Action item
In the listing below, the answer starts at the line that has "indicate the traffic light pole, one" and stops after the line that has "indicate the tall building, one"; please repeat that part exactly and nothing more.
+++++
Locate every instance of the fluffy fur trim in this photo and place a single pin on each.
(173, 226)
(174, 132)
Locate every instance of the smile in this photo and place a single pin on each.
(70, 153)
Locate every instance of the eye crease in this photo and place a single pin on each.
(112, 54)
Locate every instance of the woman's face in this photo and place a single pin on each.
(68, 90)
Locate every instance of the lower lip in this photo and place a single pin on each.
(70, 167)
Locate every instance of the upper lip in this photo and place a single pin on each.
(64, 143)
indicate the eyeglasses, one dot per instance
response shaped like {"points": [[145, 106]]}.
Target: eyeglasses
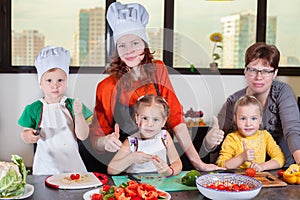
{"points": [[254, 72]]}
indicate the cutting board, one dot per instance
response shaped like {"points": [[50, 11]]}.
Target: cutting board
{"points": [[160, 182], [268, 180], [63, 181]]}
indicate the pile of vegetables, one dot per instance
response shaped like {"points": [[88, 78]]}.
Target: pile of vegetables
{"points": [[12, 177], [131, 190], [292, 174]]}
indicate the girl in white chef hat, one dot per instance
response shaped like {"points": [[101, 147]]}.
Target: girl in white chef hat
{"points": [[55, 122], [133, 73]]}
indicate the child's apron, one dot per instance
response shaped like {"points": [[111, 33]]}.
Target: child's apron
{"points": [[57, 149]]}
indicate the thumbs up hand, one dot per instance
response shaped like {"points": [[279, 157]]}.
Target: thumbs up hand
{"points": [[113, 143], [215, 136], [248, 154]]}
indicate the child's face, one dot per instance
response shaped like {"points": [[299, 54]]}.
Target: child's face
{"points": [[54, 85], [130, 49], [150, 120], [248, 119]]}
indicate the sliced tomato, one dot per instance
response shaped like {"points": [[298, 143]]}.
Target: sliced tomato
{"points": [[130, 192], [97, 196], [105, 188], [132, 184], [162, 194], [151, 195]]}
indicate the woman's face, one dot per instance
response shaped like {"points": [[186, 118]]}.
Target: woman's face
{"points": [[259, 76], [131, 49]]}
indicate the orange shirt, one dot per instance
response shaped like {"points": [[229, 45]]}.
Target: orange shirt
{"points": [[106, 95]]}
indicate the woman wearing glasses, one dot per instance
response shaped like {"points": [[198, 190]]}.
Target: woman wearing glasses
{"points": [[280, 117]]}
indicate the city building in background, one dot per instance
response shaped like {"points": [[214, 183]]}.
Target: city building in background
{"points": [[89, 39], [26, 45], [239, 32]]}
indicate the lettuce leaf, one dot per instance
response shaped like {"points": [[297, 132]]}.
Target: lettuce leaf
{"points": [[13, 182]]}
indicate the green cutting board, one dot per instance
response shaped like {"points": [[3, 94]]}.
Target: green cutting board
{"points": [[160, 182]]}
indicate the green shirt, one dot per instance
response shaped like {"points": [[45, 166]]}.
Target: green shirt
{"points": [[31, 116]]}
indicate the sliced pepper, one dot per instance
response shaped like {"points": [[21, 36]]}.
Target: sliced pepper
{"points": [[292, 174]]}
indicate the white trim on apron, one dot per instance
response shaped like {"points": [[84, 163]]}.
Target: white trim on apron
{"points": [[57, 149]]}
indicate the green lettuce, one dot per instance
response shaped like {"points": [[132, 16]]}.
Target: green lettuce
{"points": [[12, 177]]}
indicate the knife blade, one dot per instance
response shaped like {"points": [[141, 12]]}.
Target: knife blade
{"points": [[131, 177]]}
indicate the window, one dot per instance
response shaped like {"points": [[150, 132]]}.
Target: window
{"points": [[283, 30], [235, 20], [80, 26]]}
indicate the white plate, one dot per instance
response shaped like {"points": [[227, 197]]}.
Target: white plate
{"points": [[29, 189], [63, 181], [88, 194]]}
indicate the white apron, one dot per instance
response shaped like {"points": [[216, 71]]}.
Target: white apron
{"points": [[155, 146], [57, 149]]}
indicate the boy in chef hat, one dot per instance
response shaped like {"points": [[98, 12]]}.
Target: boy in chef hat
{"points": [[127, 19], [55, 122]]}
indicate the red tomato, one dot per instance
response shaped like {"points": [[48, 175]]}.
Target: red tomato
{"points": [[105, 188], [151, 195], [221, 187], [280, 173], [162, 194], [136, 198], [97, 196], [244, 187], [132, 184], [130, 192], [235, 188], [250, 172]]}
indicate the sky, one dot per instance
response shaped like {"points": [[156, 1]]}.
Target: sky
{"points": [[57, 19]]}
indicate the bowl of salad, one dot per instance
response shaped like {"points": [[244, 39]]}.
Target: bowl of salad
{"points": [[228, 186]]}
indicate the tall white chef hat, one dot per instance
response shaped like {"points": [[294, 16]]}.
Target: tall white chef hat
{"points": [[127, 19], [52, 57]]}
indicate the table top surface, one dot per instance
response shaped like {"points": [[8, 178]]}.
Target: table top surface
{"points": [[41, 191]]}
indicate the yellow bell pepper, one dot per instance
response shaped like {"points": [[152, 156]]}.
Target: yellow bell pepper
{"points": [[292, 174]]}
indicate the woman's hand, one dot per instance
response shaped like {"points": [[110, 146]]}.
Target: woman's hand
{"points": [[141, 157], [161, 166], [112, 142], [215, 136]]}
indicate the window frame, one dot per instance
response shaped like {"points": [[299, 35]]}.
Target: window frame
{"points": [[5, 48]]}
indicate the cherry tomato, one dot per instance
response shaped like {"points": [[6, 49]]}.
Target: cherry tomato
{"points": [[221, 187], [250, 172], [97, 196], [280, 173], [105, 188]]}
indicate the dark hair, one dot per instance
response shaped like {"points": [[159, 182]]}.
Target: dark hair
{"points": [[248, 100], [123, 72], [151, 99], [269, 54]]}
+++++
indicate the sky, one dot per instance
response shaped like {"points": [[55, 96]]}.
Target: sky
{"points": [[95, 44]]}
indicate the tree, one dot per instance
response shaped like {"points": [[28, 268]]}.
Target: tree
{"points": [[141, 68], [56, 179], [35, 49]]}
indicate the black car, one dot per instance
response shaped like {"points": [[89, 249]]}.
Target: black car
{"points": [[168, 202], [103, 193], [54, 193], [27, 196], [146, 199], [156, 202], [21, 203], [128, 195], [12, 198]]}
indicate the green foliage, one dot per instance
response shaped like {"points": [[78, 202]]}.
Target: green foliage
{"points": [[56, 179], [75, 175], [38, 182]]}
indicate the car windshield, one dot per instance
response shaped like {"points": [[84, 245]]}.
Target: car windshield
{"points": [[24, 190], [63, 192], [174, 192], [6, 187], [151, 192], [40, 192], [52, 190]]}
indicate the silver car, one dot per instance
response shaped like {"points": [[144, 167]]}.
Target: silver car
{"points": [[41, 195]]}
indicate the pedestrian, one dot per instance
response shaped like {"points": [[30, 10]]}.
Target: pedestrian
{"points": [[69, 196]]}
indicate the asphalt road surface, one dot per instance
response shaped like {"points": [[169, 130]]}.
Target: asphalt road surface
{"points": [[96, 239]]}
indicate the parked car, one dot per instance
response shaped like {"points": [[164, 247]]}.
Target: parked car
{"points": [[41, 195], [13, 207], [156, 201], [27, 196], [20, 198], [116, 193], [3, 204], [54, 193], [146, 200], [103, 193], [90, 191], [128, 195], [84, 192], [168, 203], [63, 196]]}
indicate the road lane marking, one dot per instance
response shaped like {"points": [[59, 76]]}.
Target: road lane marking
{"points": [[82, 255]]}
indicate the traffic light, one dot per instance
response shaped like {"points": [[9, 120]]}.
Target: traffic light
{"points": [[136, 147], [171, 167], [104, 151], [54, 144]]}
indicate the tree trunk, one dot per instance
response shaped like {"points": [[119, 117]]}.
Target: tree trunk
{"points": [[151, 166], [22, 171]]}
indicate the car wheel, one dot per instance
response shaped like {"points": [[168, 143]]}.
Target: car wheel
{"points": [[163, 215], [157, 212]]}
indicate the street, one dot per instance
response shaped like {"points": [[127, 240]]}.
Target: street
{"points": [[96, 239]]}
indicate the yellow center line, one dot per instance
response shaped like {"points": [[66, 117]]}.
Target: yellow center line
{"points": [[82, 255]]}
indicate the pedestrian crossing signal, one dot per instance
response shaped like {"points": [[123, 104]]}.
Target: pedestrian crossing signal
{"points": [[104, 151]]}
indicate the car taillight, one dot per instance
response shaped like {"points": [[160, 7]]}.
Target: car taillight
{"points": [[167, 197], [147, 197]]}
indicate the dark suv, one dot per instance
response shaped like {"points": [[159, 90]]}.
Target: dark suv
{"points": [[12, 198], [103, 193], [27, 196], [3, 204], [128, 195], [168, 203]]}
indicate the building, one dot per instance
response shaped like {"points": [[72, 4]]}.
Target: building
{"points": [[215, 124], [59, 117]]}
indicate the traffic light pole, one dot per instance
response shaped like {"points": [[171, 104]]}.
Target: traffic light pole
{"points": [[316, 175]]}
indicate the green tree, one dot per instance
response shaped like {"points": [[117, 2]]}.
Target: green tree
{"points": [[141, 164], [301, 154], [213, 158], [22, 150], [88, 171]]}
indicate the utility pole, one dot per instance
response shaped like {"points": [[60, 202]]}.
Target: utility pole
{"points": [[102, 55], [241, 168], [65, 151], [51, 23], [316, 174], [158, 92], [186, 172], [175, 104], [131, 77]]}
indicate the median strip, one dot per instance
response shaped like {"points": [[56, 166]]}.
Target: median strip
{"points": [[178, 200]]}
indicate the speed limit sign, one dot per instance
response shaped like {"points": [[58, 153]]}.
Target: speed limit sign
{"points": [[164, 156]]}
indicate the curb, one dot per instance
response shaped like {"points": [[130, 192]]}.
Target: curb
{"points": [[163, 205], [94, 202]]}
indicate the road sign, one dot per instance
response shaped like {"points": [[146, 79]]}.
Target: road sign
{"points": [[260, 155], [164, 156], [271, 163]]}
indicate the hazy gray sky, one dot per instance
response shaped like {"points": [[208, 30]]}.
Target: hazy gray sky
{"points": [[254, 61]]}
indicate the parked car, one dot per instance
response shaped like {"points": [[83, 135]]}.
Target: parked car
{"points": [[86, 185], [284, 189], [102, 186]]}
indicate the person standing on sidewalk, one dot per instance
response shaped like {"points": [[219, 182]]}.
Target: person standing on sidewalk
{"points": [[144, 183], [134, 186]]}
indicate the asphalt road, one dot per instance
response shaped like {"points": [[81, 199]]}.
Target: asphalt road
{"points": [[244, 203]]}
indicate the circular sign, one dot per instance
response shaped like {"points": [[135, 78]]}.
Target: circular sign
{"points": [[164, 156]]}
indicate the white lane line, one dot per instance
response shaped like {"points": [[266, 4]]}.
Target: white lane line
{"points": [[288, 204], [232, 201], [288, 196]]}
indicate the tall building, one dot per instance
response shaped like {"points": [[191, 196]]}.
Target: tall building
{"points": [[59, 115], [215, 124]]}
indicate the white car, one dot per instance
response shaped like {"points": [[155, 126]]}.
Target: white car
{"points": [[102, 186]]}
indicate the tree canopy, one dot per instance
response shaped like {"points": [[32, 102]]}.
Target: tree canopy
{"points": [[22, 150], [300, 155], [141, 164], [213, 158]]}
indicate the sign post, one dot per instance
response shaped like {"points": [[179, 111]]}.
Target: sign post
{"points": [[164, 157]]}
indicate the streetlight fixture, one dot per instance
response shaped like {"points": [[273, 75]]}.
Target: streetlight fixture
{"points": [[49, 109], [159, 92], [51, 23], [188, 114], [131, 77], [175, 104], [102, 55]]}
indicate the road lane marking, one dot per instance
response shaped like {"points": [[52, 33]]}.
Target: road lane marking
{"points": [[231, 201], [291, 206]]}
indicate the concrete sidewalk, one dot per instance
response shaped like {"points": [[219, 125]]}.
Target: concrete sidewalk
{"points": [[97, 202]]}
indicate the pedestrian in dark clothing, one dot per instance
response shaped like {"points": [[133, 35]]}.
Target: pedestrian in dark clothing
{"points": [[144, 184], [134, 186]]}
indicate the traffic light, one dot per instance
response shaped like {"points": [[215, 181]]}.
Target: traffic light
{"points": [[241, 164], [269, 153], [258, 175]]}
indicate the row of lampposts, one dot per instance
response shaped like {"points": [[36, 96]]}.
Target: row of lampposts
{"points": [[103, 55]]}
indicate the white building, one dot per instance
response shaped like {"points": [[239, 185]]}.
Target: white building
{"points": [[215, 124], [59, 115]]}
+++++
Answer to this problem
indicate the traffic light pole, one dot per instance
response shaped like {"points": [[171, 104]]}.
Target: traffic light pole
{"points": [[316, 175]]}
indicate the green tree, one dot per instance
response shaped like {"points": [[117, 2]]}.
Target: green tree
{"points": [[141, 164], [301, 154], [213, 158], [22, 150], [88, 171]]}
indicate the utility pole, one dot per instance
response shaped like {"points": [[60, 202]]}.
Target: utility pole
{"points": [[102, 55], [241, 168], [65, 151], [51, 23], [316, 174], [158, 92], [186, 172], [175, 104], [131, 77]]}
indicate the median strip, one dot per instance
response shaped like {"points": [[56, 166]]}.
Target: median strip
{"points": [[178, 200]]}
indicate the speed limit sign, one dot per instance
response shaped like {"points": [[58, 153]]}.
Target: speed limit sign
{"points": [[164, 156]]}
indicate the curb, one dot per instance
response shaped like {"points": [[130, 192]]}.
Target: curb
{"points": [[163, 205], [94, 202]]}
indicate the road sign, one dot per instance
response shaped like {"points": [[146, 79]]}.
Target: road sign
{"points": [[260, 155], [164, 156], [271, 163]]}
indicate the hazy gray sky, one dot per instance
response shaped like {"points": [[208, 30]]}.
Target: hazy gray sky
{"points": [[254, 61]]}
indicate the parked car, one dot per instance
response shaped like {"points": [[83, 135]]}.
Target: parked car
{"points": [[86, 185], [284, 189], [102, 186]]}
indicate the person standing on sidewalk, one dot per instance
response shaped like {"points": [[219, 182]]}.
Target: person standing on sidewalk
{"points": [[144, 183], [134, 186]]}
indicate the asphalt road, one dot per instance
response shaped like {"points": [[81, 199]]}.
Target: asphalt road
{"points": [[244, 203]]}
indicate the circular sign, one dot per instance
response shaped like {"points": [[135, 78]]}.
Target: circular sign
{"points": [[164, 156]]}
indicate the white lane line, one dot per instance
response shaped like {"points": [[266, 4]]}.
Target: white lane line
{"points": [[288, 204], [232, 201], [288, 196]]}
indicate the tall building, one dot per instance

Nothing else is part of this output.